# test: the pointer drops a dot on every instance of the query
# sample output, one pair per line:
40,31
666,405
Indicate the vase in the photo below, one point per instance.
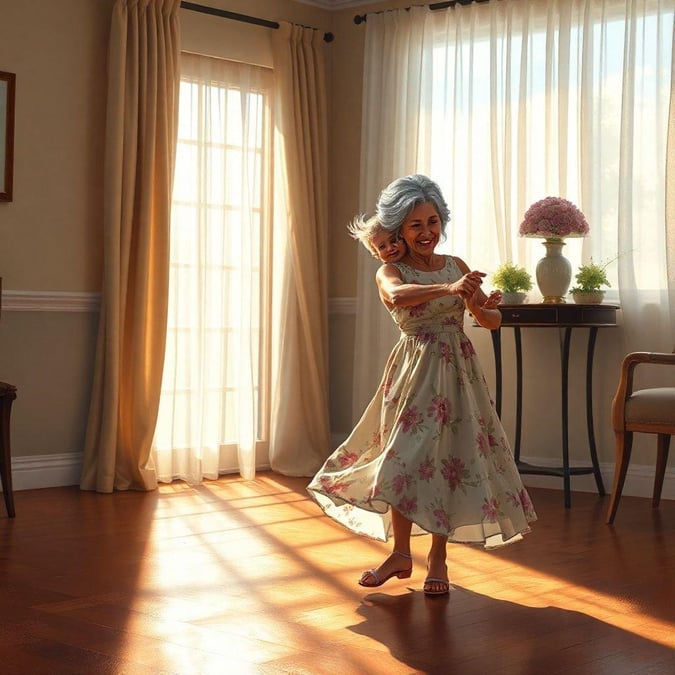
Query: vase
554,272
■ ■ ■ ■ ■
> ASSIGNED TASK: What is needed is an exact transcription of the lines from the one containing "# sample output, one" through the last line of the records above, both included, with no pictures.

> RESULT FOR THIS EXERCISE:
# sample output, one pair per line:
40,31
666,405
Indicate the vase in the photo below, one point per instance.
Query: vase
554,272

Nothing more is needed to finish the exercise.